Task 1: List the questions that the text on types of system design says Product Design answers.
Task 2: Show each line in the listing that contains the word "below".

-- begin Extract provided --

Types of System Design
Overview
When engineers talk about "system design" they are actually talking about three distinct but complementary disciplines. Each one asks a different question, operates at a different level of abstraction, and produces a different kind of artefact.
| Type | Central question | Primary output |
|---|---|---|
| Product Design | What should the system do and how will users interact with it? | Requirements, API contracts, data models, user flows |
| Infrastructure Design | How do we make it fast, reliable, and scalable at real-world load? | Architecture diagrams, capacity estimates, technology choices |
| OO Design | How should the code be structured internally? | Class diagrams, interfaces, module boundaries, design patterns |
A production system needs all three. A feature with brilliant infrastructure but no clear product requirements ships the wrong thing. A well-structured codebase on a single server collapses under real load. And a scalable cluster full of tangled, untestable code becomes a maintenance nightmare. The three lenses are complementary, not interchangeable.
Product Design
Product Design — also called functional system design — is concerned with the behaviour of the system from the perspective of its users and clients. It answers questions like: Who uses this? What can they do? What data does the system manage? What guarantees does it make to callers?

-- end Extract provided --
-- begin Data section --

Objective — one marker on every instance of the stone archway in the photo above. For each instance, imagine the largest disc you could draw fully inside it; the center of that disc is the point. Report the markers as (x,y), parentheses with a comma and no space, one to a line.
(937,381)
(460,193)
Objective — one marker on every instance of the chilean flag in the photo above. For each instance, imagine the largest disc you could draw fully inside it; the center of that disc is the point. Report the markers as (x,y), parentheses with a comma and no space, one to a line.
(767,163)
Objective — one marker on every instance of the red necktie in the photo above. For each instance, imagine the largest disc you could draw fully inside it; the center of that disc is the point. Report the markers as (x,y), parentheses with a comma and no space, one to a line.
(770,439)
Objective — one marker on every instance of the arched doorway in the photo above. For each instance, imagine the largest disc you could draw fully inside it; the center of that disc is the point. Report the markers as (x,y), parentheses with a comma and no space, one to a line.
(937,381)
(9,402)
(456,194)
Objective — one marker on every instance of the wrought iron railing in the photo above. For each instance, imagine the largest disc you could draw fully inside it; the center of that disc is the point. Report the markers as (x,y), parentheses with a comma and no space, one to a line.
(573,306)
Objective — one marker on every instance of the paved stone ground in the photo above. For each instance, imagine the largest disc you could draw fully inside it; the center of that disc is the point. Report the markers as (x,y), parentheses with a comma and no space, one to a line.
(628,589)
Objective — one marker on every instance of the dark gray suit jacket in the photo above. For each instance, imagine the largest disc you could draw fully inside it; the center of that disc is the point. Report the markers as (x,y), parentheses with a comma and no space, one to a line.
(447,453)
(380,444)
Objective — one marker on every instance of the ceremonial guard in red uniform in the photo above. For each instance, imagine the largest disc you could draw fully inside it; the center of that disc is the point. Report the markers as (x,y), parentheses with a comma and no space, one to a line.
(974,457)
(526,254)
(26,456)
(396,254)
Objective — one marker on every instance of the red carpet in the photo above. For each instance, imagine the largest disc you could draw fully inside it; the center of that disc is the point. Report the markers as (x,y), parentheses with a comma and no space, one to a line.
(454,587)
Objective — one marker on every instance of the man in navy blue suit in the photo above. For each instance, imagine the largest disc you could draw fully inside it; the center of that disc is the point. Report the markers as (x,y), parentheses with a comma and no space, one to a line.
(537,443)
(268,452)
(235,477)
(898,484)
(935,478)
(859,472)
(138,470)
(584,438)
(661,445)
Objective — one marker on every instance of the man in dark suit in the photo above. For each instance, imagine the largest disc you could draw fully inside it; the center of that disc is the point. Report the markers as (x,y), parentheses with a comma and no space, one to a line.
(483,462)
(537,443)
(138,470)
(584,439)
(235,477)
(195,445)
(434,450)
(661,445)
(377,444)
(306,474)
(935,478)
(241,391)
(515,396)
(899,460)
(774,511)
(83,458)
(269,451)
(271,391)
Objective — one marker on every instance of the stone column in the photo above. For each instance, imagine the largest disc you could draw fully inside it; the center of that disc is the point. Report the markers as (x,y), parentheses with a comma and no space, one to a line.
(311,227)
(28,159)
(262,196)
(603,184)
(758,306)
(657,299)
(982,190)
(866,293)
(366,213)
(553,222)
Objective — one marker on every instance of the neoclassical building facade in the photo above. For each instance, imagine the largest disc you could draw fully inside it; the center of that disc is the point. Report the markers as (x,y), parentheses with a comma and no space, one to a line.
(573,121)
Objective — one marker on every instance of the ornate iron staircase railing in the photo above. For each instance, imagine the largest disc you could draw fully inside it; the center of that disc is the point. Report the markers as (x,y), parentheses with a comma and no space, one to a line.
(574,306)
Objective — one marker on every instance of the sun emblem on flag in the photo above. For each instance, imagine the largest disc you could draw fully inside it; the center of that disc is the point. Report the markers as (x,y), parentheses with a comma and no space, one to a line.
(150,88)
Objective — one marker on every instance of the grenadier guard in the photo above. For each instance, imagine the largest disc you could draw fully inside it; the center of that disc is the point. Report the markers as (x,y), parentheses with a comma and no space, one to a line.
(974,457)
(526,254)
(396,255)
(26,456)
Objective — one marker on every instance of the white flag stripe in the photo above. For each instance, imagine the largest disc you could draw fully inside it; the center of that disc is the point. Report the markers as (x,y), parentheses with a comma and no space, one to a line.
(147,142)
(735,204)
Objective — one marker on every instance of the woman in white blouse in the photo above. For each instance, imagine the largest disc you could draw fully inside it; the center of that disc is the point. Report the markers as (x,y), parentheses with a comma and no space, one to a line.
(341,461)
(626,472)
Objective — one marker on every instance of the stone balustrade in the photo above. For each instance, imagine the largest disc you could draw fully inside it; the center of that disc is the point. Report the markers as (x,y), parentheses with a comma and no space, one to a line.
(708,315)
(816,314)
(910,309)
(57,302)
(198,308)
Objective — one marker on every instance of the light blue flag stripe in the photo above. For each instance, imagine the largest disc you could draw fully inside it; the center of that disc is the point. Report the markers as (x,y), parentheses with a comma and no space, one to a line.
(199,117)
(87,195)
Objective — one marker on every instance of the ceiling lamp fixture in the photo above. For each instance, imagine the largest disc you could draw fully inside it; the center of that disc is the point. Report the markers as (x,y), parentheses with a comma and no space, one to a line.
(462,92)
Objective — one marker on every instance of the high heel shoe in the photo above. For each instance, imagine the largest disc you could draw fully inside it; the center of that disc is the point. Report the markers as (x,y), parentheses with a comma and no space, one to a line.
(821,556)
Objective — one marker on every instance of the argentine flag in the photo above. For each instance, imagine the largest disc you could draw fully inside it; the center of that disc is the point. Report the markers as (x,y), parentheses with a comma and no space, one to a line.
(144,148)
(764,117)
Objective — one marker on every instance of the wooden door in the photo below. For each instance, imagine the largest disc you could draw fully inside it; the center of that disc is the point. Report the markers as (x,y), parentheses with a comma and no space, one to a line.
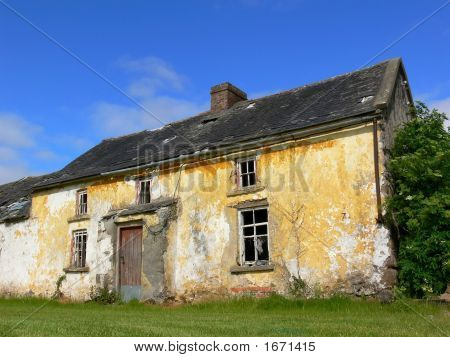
(130,262)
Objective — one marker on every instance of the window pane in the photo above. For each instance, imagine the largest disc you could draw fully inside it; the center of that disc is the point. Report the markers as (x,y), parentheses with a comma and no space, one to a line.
(261,230)
(244,180)
(247,217)
(251,166)
(243,167)
(249,231)
(251,179)
(261,215)
(249,246)
(262,248)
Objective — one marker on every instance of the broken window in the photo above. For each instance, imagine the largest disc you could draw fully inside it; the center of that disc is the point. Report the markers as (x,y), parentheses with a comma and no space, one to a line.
(79,249)
(254,234)
(82,202)
(144,192)
(246,172)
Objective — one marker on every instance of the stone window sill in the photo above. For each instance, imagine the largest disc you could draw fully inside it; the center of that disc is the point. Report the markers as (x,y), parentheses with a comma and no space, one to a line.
(76,270)
(245,191)
(82,217)
(241,269)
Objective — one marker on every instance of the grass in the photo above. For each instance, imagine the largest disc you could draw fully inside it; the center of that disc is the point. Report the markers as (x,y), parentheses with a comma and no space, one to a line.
(273,316)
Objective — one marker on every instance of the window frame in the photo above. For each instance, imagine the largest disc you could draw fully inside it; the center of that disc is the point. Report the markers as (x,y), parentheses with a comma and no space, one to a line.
(139,201)
(76,261)
(82,207)
(242,238)
(240,175)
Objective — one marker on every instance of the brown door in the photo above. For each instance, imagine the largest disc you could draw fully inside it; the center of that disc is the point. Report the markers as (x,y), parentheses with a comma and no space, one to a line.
(130,261)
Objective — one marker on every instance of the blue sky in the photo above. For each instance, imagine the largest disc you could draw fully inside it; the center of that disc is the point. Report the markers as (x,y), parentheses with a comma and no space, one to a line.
(166,55)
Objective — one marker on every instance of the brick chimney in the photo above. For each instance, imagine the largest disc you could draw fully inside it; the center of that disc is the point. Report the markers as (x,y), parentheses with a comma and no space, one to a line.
(224,95)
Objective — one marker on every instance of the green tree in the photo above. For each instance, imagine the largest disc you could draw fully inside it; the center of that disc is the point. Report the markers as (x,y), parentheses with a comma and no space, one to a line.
(419,170)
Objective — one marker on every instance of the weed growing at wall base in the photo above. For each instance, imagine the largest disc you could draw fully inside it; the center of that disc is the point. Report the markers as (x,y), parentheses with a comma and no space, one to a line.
(273,316)
(419,207)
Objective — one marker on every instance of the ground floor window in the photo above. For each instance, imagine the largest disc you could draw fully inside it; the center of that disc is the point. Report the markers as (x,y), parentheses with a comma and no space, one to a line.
(79,249)
(254,235)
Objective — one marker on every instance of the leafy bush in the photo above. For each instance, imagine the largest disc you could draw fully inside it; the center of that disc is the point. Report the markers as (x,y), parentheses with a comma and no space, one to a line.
(104,295)
(419,170)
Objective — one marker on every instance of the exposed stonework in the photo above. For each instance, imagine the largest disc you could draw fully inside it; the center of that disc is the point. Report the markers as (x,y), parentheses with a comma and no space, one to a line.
(318,186)
(224,95)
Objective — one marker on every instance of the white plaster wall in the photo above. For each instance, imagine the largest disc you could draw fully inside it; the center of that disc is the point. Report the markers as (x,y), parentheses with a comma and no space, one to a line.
(18,249)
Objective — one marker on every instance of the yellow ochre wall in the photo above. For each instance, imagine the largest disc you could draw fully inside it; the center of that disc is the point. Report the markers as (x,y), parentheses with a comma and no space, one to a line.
(322,224)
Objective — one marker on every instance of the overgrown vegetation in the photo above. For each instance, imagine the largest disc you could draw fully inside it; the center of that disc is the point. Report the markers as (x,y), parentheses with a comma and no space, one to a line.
(104,295)
(419,170)
(58,293)
(273,316)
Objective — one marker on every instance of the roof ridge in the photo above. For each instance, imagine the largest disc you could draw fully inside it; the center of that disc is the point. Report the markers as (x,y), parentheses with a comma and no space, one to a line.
(322,80)
(250,100)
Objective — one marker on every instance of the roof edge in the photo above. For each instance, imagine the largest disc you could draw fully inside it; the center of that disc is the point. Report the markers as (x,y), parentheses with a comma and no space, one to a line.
(249,144)
(386,91)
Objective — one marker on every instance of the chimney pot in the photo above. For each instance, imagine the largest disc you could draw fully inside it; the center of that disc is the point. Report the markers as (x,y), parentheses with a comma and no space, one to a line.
(224,96)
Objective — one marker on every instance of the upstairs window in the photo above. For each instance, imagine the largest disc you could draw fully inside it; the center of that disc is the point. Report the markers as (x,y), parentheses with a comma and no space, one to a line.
(246,170)
(144,192)
(79,249)
(255,237)
(81,202)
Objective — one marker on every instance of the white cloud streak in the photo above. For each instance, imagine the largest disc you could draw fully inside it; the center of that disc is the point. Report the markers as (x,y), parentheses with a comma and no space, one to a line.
(154,79)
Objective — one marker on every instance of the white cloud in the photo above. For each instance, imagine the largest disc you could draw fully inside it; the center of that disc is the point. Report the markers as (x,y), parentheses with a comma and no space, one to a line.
(154,73)
(46,155)
(118,119)
(155,78)
(442,105)
(9,173)
(16,131)
(7,154)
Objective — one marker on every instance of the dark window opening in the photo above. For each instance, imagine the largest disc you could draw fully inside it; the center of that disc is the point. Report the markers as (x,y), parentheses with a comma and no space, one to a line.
(254,232)
(247,173)
(81,202)
(144,192)
(79,249)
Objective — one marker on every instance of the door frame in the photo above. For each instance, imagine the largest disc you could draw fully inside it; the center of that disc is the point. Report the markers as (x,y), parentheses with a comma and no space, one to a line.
(120,226)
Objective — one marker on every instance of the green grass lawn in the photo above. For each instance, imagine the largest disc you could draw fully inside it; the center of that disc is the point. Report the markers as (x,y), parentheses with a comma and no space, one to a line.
(274,316)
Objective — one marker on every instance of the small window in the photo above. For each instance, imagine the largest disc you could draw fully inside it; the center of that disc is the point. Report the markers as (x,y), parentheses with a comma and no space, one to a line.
(246,172)
(79,249)
(254,234)
(82,202)
(144,192)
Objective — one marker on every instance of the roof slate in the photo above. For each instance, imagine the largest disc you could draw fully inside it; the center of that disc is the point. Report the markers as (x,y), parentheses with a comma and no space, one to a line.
(348,95)
(302,107)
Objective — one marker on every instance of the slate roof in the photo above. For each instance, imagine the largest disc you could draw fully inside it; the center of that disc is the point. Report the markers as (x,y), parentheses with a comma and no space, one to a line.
(15,199)
(348,95)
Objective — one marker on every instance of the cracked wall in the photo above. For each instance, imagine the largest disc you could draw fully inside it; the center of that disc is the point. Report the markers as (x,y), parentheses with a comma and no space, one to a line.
(322,226)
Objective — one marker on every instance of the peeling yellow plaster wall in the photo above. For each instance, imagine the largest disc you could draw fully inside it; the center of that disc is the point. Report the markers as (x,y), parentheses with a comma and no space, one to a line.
(322,220)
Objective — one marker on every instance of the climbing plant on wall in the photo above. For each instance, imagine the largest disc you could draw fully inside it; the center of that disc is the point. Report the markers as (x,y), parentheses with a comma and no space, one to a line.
(419,169)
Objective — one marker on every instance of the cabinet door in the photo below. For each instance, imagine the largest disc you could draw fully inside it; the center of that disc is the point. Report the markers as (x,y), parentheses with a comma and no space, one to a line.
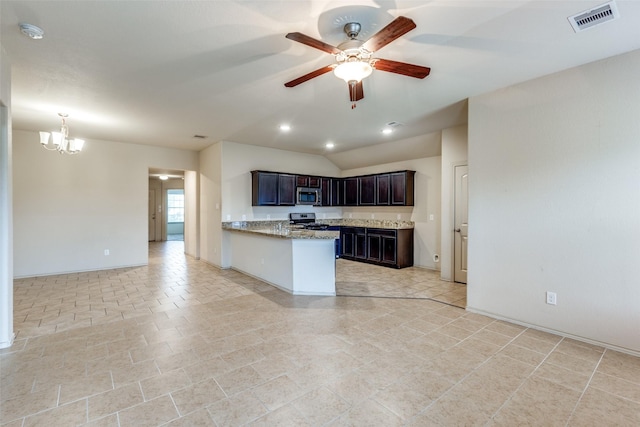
(315,181)
(286,190)
(360,249)
(374,250)
(337,192)
(325,192)
(388,253)
(264,188)
(367,190)
(351,191)
(382,189)
(402,188)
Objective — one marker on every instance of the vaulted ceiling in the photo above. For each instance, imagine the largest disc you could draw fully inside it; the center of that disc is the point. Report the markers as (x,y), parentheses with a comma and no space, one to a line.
(158,73)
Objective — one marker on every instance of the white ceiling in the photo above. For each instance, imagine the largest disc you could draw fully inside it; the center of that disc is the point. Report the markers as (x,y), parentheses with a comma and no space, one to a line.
(158,73)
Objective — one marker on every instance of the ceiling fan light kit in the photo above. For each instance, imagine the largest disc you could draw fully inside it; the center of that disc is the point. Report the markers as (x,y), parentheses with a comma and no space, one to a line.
(354,60)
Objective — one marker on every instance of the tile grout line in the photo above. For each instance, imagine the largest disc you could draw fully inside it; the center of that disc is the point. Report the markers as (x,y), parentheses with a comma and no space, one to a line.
(586,387)
(473,370)
(508,399)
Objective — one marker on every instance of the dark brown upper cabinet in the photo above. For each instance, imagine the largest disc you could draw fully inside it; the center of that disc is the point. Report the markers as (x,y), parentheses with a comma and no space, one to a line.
(385,189)
(272,189)
(351,191)
(308,181)
(367,190)
(402,188)
(383,195)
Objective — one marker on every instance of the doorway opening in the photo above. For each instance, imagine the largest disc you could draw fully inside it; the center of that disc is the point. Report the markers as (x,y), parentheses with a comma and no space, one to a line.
(175,214)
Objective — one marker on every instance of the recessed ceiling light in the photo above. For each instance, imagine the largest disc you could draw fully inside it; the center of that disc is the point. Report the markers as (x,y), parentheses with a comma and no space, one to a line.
(31,31)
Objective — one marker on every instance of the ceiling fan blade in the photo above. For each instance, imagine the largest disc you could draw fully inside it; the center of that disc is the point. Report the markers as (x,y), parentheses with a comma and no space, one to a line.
(403,68)
(398,27)
(356,93)
(310,41)
(316,73)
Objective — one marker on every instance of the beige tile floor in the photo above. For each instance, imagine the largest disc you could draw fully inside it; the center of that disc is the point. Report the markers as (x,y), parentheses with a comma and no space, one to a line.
(182,343)
(360,279)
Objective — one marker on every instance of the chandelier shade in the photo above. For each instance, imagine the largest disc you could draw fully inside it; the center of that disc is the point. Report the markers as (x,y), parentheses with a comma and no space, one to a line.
(60,141)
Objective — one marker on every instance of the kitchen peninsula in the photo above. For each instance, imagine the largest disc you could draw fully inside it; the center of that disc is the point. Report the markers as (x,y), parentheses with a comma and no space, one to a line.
(299,261)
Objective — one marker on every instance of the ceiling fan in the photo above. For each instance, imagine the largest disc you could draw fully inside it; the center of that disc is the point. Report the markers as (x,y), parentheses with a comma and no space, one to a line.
(353,57)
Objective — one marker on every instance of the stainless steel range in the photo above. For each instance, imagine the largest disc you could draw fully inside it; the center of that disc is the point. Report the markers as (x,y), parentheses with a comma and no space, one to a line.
(306,221)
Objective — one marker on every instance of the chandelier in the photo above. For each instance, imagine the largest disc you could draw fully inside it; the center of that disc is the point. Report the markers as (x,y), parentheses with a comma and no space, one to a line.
(60,141)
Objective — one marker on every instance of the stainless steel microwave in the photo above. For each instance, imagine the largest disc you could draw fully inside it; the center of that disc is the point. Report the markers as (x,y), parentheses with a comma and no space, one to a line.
(308,196)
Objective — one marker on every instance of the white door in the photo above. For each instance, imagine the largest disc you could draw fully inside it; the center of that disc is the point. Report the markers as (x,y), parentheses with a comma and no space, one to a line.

-- end Data section --

Correct answer 1:
Who uses this?
What can they do?
What data does the system manage?
What guarantees does it make to callers?

Correct answer 2:
Objective — one marker on every instance of the wooden door in the photo below. For each instance, imagine the largest disc you could draw fully inside it; the center of that disc is the point. Report the markers as (x,y), parentheses with a comma and no space, one to a line.
Objective — one marker on every instance of the cabinet door in the photo below. For each instance, imagine the largest disc you could draw fully inside it; the center of that disc is the point. Report the markers as (x,y), parentheses with a comma and no space, one to a line.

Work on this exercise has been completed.